→ Task objective: Find how many lines below hold "with", and give that number as the entire answer.

→ Data to examine:
# # #

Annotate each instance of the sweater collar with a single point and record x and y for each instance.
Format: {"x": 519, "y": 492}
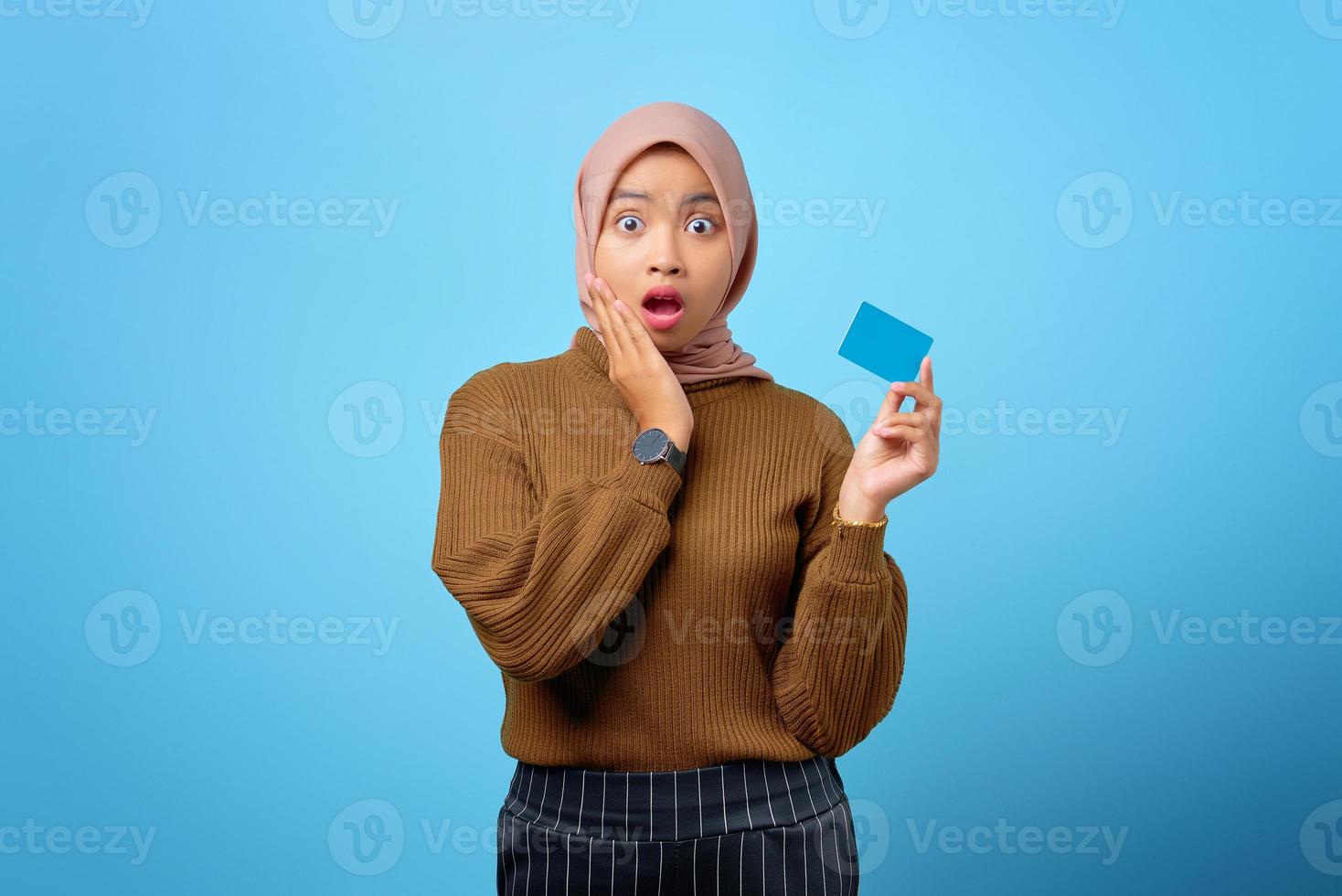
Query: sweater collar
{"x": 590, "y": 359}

# # #

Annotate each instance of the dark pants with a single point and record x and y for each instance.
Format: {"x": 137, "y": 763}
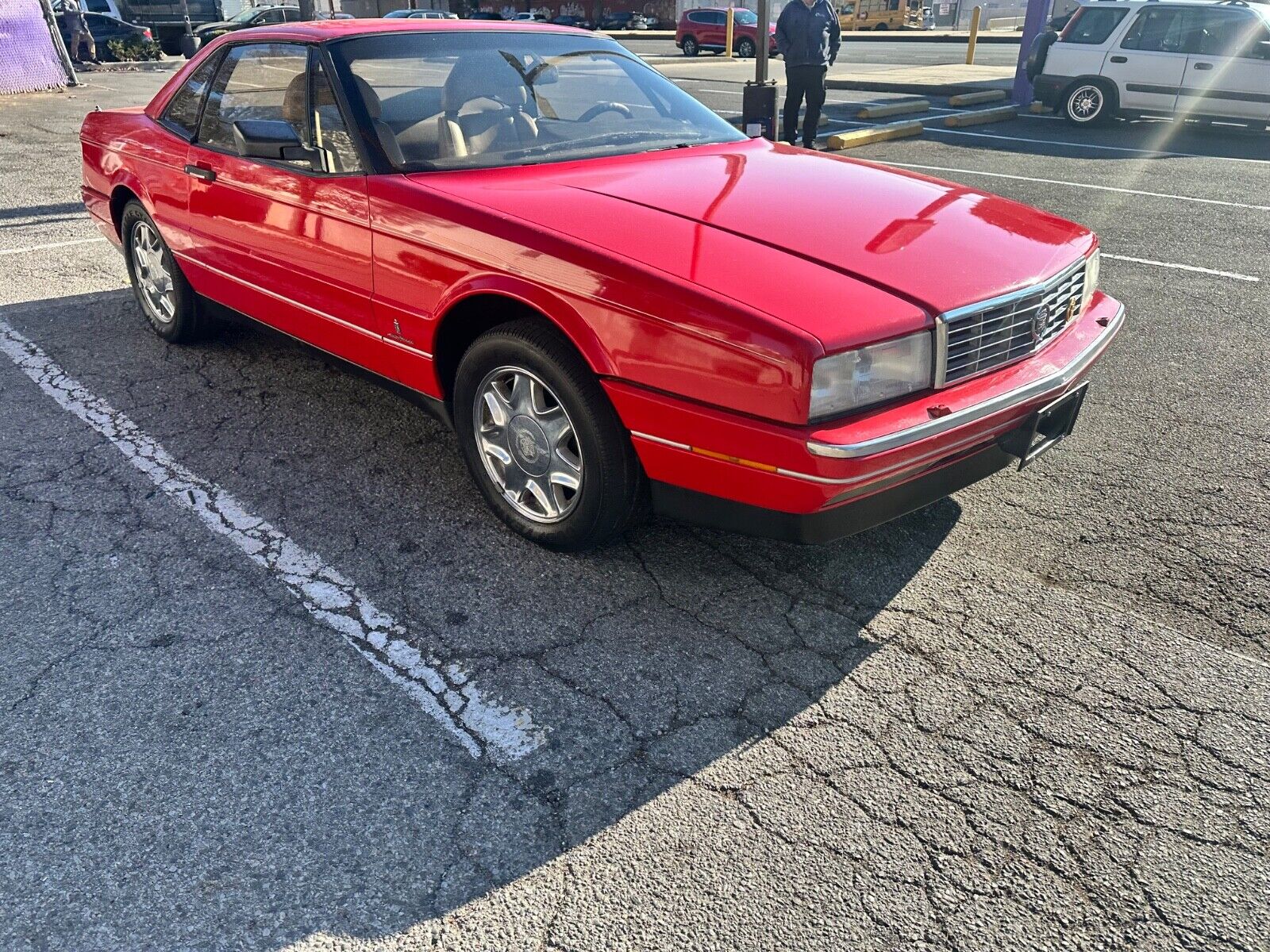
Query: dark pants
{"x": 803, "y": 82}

# # #

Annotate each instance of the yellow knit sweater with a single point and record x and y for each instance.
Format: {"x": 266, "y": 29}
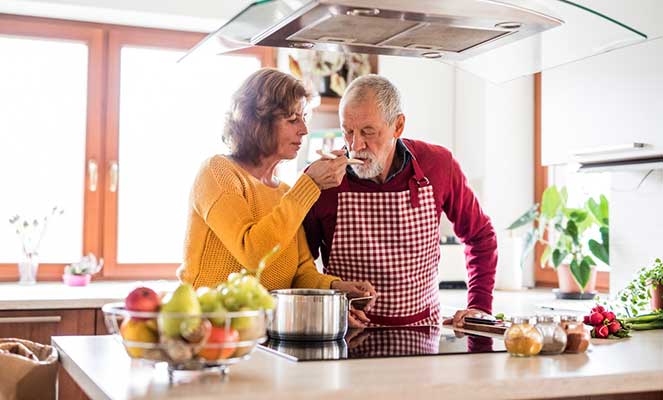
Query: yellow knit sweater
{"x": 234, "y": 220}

# # #

→ Answer space: 3